▸ WHAT IS REQUIRED
Exactly reproduce each line of the listing that follows.
┌─ SUPPLIED INFORMATION
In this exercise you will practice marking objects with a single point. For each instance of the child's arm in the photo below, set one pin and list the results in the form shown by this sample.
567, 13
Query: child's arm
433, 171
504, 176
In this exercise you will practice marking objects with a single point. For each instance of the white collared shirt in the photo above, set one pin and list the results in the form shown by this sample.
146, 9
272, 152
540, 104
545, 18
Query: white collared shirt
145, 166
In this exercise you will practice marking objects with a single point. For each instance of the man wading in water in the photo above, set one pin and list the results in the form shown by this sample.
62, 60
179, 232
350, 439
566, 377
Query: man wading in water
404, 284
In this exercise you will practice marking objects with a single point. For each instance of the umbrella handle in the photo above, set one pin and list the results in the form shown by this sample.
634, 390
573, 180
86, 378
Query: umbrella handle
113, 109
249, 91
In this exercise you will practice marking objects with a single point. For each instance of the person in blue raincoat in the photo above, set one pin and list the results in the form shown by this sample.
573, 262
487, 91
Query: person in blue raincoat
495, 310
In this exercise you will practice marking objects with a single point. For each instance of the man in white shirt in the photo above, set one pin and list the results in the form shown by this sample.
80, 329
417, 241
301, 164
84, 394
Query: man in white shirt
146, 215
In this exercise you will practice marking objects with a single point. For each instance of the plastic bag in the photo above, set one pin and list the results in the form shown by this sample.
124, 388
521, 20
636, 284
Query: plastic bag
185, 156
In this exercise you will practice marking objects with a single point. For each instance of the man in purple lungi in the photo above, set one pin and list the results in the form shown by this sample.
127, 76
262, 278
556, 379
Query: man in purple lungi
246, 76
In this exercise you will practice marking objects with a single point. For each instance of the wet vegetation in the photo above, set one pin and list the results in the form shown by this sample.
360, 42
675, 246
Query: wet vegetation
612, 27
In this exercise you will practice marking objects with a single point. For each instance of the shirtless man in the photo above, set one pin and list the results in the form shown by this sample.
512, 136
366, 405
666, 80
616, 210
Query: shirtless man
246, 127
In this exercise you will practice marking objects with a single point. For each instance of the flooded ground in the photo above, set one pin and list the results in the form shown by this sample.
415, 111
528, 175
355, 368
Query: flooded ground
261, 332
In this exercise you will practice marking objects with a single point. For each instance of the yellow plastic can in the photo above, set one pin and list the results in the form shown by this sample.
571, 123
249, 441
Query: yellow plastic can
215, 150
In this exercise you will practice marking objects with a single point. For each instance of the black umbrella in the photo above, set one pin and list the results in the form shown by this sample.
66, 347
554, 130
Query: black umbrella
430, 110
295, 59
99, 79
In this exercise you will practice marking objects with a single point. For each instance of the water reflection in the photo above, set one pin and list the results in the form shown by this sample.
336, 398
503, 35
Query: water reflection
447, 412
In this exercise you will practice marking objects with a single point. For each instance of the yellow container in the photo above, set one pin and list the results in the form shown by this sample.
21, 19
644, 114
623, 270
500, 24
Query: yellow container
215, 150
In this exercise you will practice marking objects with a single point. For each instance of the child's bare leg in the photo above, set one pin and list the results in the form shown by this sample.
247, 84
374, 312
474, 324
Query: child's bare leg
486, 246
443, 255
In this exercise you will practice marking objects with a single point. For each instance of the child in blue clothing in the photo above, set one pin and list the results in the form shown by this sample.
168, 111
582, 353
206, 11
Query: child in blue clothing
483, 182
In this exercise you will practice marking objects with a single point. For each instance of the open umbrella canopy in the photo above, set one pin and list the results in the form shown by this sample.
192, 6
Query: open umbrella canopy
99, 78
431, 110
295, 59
└─
▸ ANSWER TO THIS TASK
In this exercise you will practice marking objects with a single point. For each instance of the child's arm in the photo below, set one pin and list the results in the form shown by this sample.
567, 13
Query: child's arm
433, 171
504, 176
In this exercise you will practice marking objects with a single point. For each instance of the white collared shirt in the photo above, set one pin and list the results in the form shown by this sample.
146, 9
272, 152
540, 104
545, 18
Query: white collared shirt
145, 166
In this exercise you will practice marking objects with a single point. For each instance of the man wading in water in the photo above, set one pin and list the results in the form shown by this sample.
62, 60
179, 232
350, 439
566, 377
Query: man wading in water
404, 284
In this exercise you will practice marking objects with a single point. For each instance of the umbrella handle in the photo above, set one pin and list the results in the form shown by this sample.
634, 390
573, 180
86, 378
Query: umbrella handle
113, 109
249, 91
In this exercise you will practice marking objects with a single point. For each instance of the person in blue raincoat in the photo above, set one pin and list the results in the form shown by this sample.
573, 262
487, 91
Query: person in blue raincoat
495, 310
In this exercise you will practice marking objects with a single point. For each instance of the man in white shirt in the photo above, set one pin and list the results in the form shown by this sample.
80, 329
417, 241
301, 164
84, 394
Query: man in white shirt
146, 215
In this exercise you will practice marking objects with a single point. For each instance of the plastic bag in the photo above, set one pin and list the results in the form shown by this sample.
124, 388
521, 20
636, 284
Query: plastic bag
185, 156
In this exercise you will practice marking objects with a single point. For each instance of the man in purple lungi in the photo above, set one pin and list the results in the form shown by this sample.
127, 76
262, 278
556, 379
Query: man in purple lungi
246, 76
In this exercise you will practice marking objects with a single point. For each instance of the wet vegetation in the photo above, set one pin and list the results in the form shown by this sample.
360, 42
675, 246
Query: wet vegetation
612, 27
In this exercise you will practice marking objects with a single point. For each instance of the shirtless man in the photo above, set one pin and list the results in the form shown by this sample.
512, 136
366, 405
666, 80
616, 210
Query: shirtless man
246, 127
In this exercise you will practice marking objects with a single point. For each instance of the flooded ground in the photo above, set one pin and list the results in the form shown by this sample.
415, 111
528, 175
355, 368
Query: flooded ground
261, 332
In this exercise you will practice marking objects with a single point. For each instance of the yellow plastic can in the photo above, set one pin and list the results in the form shown by this sample.
571, 123
249, 441
Query: yellow plastic can
215, 150
In this exercise you will practice marking objects with a single point. For each instance of the black umbrella in the photo above, set one pin and list the results in the form shown by this sample.
66, 347
554, 130
Query: black umbrella
430, 110
295, 59
99, 79
In this exercise you will practice marking objects with a single point. For each instance of the water reflection in the photo above, set one pin and list the results in the form shown by this sample.
336, 398
503, 35
Query: water reflection
447, 412
In this exercise you will practice marking objects with a single point. For each instance of the yellow container in the photo above, set one pin and list the results in the form shown by this sample.
21, 19
644, 114
623, 270
500, 24
Query: yellow container
215, 150
In this exercise you will practice marking objects with a single point. For each instance of the child's bare leg in the photo above, set one pin and list the results in the form shown by this sample.
247, 84
374, 312
474, 324
Query: child's bare leg
486, 246
443, 255
In this exercise you will practice marking objects with a single point. For each instance of the child in blue clothing in the photo above, set one pin and list the results in the form shown by this sample.
168, 111
582, 353
206, 11
Query: child in blue clothing
483, 182
In this exercise you will practice marking objects with a single point. For each instance of the open umbrella canopy in the photo above, set one pin and list the results in the form shown by this sample.
192, 6
Query: open umbrella canopy
99, 78
431, 110
295, 59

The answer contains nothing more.